(Rows taken from a pointing dataset)
#####

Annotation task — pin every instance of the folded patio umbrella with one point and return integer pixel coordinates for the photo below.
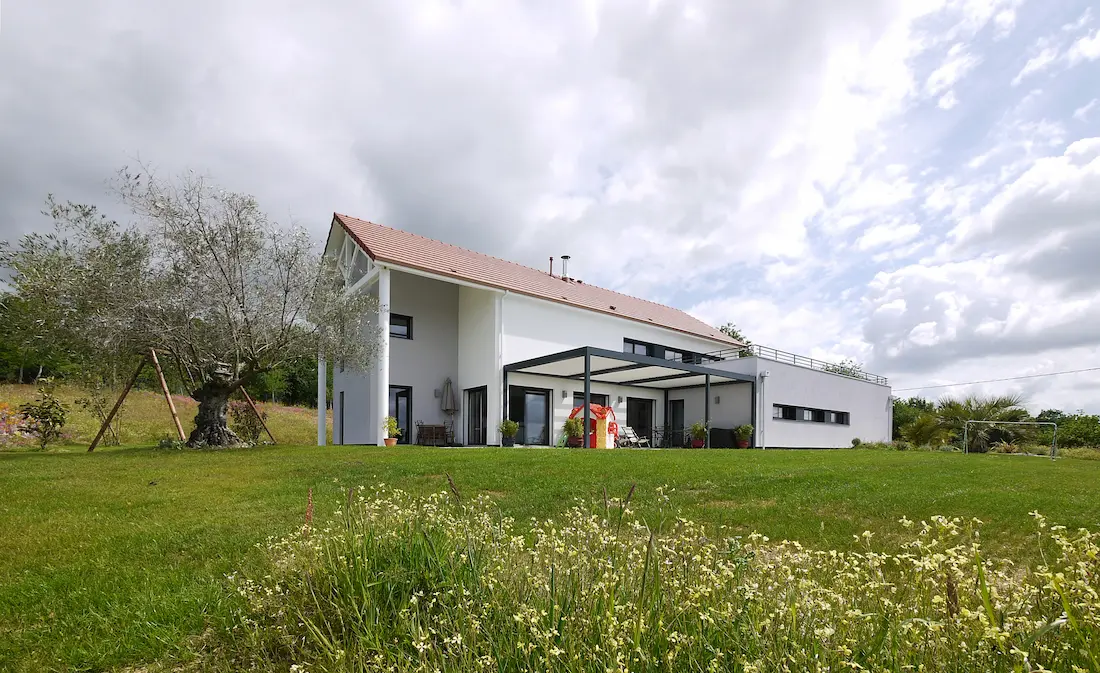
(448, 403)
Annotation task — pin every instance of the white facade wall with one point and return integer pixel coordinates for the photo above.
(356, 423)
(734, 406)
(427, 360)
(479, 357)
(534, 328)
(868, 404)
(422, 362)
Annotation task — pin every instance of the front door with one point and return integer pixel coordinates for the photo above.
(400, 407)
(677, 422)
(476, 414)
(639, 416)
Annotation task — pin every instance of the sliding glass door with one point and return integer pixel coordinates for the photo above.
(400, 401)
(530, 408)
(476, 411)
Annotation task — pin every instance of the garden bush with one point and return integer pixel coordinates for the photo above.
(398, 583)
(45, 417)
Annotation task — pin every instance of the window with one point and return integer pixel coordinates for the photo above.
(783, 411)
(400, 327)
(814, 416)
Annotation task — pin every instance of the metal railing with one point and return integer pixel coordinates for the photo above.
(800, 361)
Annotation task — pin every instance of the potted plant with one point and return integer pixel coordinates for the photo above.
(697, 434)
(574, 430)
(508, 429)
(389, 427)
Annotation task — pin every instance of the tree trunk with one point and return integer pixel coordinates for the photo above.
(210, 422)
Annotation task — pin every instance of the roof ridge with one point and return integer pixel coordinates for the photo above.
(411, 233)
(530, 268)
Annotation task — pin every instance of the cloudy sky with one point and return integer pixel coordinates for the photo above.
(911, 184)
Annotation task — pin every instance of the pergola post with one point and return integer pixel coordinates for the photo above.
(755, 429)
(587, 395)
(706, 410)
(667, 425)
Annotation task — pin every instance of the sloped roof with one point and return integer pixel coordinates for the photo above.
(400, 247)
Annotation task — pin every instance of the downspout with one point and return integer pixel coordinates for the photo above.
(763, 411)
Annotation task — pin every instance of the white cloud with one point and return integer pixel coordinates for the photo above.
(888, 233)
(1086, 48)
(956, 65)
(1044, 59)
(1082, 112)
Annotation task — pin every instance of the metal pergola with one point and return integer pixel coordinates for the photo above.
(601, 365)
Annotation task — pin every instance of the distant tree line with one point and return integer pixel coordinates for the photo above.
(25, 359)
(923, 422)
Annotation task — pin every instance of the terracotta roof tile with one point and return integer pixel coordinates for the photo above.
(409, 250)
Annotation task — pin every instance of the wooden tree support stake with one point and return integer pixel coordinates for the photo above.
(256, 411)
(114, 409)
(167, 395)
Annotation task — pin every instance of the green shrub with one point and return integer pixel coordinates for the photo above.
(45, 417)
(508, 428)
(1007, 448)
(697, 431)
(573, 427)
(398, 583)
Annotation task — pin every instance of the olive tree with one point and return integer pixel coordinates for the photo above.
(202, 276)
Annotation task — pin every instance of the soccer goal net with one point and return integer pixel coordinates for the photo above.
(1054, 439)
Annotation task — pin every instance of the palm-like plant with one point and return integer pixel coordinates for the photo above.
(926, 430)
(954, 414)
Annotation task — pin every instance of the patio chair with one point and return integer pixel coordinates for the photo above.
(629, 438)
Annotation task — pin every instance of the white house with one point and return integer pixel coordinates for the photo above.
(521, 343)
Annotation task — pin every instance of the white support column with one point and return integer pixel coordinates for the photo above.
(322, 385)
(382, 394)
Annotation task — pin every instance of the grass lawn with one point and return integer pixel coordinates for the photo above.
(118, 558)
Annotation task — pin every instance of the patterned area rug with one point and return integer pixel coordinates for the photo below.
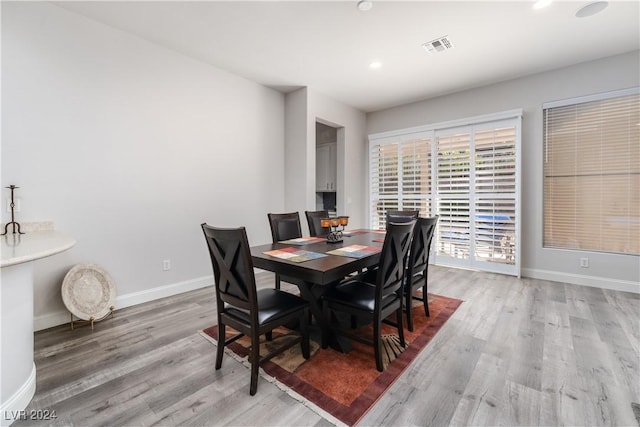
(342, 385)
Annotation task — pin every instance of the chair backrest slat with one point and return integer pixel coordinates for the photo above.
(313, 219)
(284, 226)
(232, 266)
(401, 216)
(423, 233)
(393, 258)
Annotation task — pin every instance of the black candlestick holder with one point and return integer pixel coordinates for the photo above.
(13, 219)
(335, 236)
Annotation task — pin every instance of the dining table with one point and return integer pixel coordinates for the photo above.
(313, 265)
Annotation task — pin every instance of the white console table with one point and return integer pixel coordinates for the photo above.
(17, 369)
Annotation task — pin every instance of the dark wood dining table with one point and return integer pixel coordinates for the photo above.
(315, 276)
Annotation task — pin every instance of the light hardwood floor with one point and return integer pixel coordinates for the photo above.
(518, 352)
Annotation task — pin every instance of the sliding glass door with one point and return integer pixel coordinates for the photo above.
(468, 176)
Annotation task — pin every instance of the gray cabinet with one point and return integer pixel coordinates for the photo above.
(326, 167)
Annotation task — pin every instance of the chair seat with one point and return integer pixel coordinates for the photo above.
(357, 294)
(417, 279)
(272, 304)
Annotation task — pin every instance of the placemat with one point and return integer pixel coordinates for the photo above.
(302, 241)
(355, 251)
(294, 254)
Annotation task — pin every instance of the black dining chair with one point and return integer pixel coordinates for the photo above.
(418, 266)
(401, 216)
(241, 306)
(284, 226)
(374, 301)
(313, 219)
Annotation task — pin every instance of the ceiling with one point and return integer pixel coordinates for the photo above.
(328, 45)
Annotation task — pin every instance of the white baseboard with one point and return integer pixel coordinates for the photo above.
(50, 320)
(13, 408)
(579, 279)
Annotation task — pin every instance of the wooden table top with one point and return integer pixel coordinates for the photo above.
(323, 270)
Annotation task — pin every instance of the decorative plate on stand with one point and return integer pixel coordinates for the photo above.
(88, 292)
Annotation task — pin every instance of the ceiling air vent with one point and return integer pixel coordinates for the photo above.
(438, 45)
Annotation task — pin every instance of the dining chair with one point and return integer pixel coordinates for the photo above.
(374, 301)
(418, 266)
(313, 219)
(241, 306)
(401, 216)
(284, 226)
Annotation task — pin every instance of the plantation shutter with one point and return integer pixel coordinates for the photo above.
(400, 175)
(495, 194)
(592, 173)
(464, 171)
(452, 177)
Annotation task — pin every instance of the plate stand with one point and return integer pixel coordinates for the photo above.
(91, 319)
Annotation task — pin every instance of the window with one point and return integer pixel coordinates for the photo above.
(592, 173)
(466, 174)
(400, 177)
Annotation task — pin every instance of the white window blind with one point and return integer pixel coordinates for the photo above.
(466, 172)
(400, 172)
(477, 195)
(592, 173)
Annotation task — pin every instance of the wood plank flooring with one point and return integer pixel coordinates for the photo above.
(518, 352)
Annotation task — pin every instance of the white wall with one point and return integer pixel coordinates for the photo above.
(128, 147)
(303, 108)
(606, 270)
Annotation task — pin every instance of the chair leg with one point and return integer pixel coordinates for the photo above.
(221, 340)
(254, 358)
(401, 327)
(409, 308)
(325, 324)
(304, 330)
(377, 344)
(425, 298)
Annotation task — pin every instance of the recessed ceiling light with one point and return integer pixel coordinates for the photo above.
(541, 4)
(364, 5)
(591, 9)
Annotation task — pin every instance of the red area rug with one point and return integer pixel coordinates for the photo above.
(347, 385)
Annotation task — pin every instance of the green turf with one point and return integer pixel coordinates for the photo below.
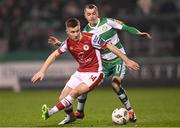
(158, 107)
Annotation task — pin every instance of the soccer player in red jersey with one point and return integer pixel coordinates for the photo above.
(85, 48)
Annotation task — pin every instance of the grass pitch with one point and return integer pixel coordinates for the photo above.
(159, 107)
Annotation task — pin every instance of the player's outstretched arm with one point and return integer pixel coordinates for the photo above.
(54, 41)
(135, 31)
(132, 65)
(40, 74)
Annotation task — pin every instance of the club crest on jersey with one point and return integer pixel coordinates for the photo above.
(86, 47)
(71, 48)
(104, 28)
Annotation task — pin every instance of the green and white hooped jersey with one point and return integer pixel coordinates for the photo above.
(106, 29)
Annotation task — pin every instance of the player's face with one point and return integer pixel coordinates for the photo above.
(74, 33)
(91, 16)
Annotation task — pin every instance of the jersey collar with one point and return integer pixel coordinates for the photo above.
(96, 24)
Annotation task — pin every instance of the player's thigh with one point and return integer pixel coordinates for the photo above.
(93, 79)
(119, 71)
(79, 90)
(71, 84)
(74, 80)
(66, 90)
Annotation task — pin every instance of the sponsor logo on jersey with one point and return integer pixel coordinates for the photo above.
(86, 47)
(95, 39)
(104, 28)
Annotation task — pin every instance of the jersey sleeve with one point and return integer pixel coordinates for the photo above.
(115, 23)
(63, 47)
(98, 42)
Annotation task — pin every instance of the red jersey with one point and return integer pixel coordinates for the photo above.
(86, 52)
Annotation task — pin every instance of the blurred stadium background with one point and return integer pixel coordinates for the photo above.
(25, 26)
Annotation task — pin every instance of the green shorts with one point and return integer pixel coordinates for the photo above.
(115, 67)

#####

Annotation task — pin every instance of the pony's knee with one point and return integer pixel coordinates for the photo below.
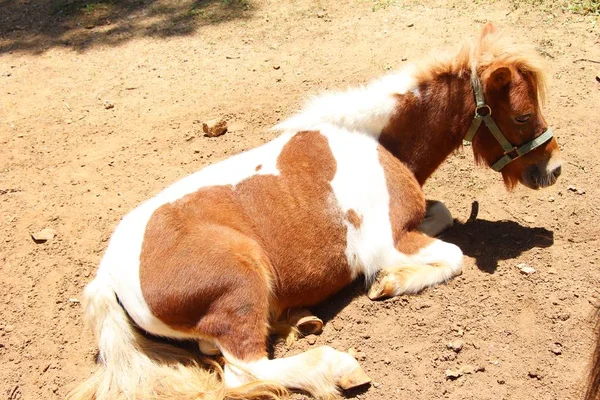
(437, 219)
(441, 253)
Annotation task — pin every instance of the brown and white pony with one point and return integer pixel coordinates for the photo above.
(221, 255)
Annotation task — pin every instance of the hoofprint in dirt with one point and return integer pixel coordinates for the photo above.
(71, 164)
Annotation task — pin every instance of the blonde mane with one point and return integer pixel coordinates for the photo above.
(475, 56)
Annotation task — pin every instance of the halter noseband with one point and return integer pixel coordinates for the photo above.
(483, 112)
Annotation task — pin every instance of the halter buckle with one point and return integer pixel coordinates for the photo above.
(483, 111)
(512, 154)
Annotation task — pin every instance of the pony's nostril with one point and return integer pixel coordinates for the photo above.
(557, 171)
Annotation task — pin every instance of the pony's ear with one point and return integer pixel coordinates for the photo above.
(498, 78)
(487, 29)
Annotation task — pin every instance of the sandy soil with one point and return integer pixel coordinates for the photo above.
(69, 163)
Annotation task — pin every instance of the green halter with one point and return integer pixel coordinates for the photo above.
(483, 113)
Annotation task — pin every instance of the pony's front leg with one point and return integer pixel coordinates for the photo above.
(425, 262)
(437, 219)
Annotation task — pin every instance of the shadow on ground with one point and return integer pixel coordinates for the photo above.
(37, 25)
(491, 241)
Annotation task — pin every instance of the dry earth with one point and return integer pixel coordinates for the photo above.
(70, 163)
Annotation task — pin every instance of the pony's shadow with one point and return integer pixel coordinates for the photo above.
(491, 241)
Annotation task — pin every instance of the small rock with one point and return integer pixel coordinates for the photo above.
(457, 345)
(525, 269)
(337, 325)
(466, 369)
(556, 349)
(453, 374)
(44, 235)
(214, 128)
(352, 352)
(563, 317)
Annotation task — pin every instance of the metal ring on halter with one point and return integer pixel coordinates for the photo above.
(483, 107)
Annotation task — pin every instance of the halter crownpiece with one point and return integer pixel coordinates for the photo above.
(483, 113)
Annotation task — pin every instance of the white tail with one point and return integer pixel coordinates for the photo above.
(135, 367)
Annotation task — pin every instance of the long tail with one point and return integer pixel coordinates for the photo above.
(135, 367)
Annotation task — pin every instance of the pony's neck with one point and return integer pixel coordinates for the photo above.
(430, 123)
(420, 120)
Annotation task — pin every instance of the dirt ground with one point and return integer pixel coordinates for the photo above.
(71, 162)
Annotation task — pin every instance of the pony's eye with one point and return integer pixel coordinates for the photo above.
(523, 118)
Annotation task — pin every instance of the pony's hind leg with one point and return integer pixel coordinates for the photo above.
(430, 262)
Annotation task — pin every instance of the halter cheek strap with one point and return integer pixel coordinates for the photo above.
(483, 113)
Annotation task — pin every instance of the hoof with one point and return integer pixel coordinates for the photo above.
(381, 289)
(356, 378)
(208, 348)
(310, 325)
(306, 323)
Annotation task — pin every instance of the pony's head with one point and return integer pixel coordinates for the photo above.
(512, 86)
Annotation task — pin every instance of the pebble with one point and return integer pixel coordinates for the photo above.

#####

> Exercise: Filter the entries above and copy every line that contains the string "jersey". Treat the match as case-sensitive.

> Problem solution:
Annotation task — pin every instance of the soccer player in red jersey with one point and return integer pixel coordinates for the photo above.
Annotation task — pin every instance of the club crest on jersey with one point and return integer pixel coordinates for the photo above.
Annotation task — pin every instance of the green and white hooped jersey with one point and return integer pixel coordinates for the photo above.
Annotation task — pin every instance of the jersey collar with one point and return integer pixel coordinates for the photo above.
Annotation task — pin every instance of the sponsor logo on jersey with one point and return integer pixel coordinates for the photo above.
Annotation task — pin every instance of the jersey sleeve with one point and return integer pixel coordinates for the photo above.
Annotation task — pin every instance of the red jersey with one point and return integer pixel coordinates for the photo above.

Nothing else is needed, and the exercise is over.